• _WHAT IS EXPECTED_
Put every line of the records below into a Markdown table with two columns, "Row" for the row number and "Line" for the line itself, leaving out any blank lines.

• _RAW RECORDS_
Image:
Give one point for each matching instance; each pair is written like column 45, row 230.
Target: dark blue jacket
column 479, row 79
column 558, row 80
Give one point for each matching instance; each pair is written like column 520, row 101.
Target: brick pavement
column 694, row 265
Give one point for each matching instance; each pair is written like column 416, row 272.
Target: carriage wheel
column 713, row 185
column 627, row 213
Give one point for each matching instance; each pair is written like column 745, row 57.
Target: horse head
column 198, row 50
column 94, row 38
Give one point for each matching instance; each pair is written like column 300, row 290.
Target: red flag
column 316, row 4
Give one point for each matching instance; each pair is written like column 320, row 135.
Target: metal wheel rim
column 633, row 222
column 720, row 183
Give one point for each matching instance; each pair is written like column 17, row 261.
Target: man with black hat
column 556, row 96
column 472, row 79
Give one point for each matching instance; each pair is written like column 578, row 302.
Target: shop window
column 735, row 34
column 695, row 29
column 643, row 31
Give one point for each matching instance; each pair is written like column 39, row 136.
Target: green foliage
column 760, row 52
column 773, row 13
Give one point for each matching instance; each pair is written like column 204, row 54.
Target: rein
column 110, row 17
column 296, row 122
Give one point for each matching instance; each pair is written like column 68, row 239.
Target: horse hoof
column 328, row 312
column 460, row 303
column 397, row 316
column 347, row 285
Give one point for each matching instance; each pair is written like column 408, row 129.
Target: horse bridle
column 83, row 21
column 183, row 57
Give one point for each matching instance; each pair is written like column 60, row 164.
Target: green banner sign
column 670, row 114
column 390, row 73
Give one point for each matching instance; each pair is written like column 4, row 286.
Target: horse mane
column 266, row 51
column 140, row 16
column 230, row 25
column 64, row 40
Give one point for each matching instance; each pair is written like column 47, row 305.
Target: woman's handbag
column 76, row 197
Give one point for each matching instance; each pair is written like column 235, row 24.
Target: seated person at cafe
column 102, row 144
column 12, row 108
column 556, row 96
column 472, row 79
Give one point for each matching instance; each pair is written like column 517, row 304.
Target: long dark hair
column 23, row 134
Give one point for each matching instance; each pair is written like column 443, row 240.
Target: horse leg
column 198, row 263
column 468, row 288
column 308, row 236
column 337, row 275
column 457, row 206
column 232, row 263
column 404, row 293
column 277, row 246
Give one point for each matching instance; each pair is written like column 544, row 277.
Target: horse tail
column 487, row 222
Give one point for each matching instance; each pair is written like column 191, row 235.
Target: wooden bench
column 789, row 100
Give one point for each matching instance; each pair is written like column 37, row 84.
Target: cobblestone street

• _SOLUTION_
| Row | Line |
|---|---|
| 1 | Image: |
| 2 | Give one point for each matching instance; each pair is written like column 45, row 230. |
| 3 | Target: dark blue jacket |
| 4 | column 479, row 79 |
| 5 | column 558, row 80 |
| 6 | Give one point for each matching instance; each pair is written like column 520, row 101. |
| 7 | Target: brick pavement |
| 8 | column 694, row 265 |
| 9 | Give one point for each matching instance; each pair is written like column 416, row 272. |
| 10 | Target: carriage wheel |
| 11 | column 713, row 185 |
| 12 | column 627, row 213 |
| 13 | Give one point for each matching instance; each pair is written like column 745, row 57. |
| 14 | Target: horse head |
| 15 | column 198, row 50 |
| 16 | column 94, row 38 |
| 17 | Give one point for each matching instance; each pair is written like column 300, row 290. |
| 18 | Target: red flag |
| 19 | column 316, row 4 |
| 20 | Give one point for each matching instance; each pair is written like column 320, row 135. |
| 21 | Target: metal wheel rim |
| 22 | column 633, row 222 |
| 23 | column 720, row 183 |
| 24 | Give one point for each matching instance; each pair is written like column 17, row 261. |
| 25 | Target: man with black hat |
| 26 | column 556, row 96 |
| 27 | column 472, row 79 |
| 28 | Give one point for each matching instance; each pair is written like column 578, row 302. |
| 29 | Target: shop window |
| 30 | column 735, row 34 |
| 31 | column 695, row 29 |
| 32 | column 643, row 31 |
| 33 | Give one point for each matching instance; each pair is written like column 39, row 136. |
| 34 | Target: green foliage |
| 35 | column 760, row 52 |
| 36 | column 773, row 13 |
| 37 | Give one point for each matching instance; each pair is written like column 204, row 54. |
| 38 | Target: rein |
| 39 | column 110, row 17 |
| 40 | column 296, row 122 |
| 41 | Give one point for each matching instance; each pair is written like column 68, row 239. |
| 42 | Target: horse hoof |
| 43 | column 328, row 312 |
| 44 | column 460, row 303 |
| 45 | column 397, row 316 |
| 46 | column 347, row 285 |
| 47 | Give one point for each matching instance; each pair is written like column 408, row 129. |
| 48 | Target: horse bridle |
| 49 | column 83, row 21 |
| 50 | column 183, row 57 |
| 51 | Give one point for each matching instance; each pair is written like column 60, row 164. |
| 52 | Target: green banner sign |
| 53 | column 670, row 114 |
| 54 | column 390, row 73 |
| 55 | Give one point for each matching instance; each pair is written like column 4, row 286. |
| 56 | Target: horse mane |
| 57 | column 266, row 51 |
| 58 | column 140, row 16 |
| 59 | column 230, row 25 |
| 60 | column 64, row 40 |
| 61 | Give one point for each matching instance; each pair is written like column 47, row 305. |
| 62 | Target: woman's handbag |
| 63 | column 76, row 197 |
| 64 | Give one point for each matching instance; each pair is written like column 235, row 24. |
| 65 | Target: seated person at cafe |
| 66 | column 102, row 144 |
| 67 | column 12, row 108 |
| 68 | column 556, row 96 |
| 69 | column 472, row 79 |
| 70 | Give one point for each matching instance; each pair is written like column 517, row 304. |
| 71 | Target: long dark hair |
| 72 | column 23, row 134 |
| 73 | Give one point for each matching instance; each pair is written like column 443, row 240. |
| 74 | Target: horse leg |
| 75 | column 198, row 263 |
| 76 | column 468, row 288 |
| 77 | column 308, row 236 |
| 78 | column 337, row 275 |
| 79 | column 457, row 206 |
| 80 | column 232, row 263 |
| 81 | column 404, row 293 |
| 82 | column 277, row 246 |
| 83 | Give one point for each matching instance; each pair is written like column 544, row 277. |
| 84 | Target: horse tail |
| 85 | column 487, row 222 |
| 86 | Give one point for each matching instance; each pair is written like column 191, row 235. |
| 87 | Target: wooden bench |
| 88 | column 789, row 100 |
| 89 | Give one point for each matching instance; each pair is written like column 37, row 84. |
| 90 | Target: cobblestone street |